# [Exercise details]
Filter the records below, keeping only lines with the string "name".

==================================================

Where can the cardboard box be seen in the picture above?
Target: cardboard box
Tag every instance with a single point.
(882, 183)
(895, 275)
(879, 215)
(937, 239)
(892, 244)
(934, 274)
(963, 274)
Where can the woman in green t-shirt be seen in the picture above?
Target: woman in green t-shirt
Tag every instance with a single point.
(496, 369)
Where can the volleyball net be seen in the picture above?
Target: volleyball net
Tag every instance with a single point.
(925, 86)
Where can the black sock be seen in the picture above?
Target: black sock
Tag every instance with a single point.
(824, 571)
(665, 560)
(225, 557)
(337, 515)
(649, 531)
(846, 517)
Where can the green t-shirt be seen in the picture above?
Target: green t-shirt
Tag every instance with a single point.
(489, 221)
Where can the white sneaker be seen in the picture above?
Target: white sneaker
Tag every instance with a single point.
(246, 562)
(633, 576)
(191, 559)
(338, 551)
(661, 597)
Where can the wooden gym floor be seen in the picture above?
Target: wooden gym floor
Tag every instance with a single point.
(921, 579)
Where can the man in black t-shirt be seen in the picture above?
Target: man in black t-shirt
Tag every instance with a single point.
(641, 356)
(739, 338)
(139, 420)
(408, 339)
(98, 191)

==================================================

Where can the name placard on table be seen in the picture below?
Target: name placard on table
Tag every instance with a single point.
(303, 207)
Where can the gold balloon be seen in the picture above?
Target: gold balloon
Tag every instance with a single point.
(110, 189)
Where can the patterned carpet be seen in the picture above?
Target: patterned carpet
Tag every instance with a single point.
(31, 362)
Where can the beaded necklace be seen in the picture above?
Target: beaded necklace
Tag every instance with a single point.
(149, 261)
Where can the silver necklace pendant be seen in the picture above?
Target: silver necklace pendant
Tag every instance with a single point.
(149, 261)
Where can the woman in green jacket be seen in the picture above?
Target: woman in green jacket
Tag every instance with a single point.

==================================================

# [Solution]
Where can the name placard on table be seen in the picture below?
Target: name placard on table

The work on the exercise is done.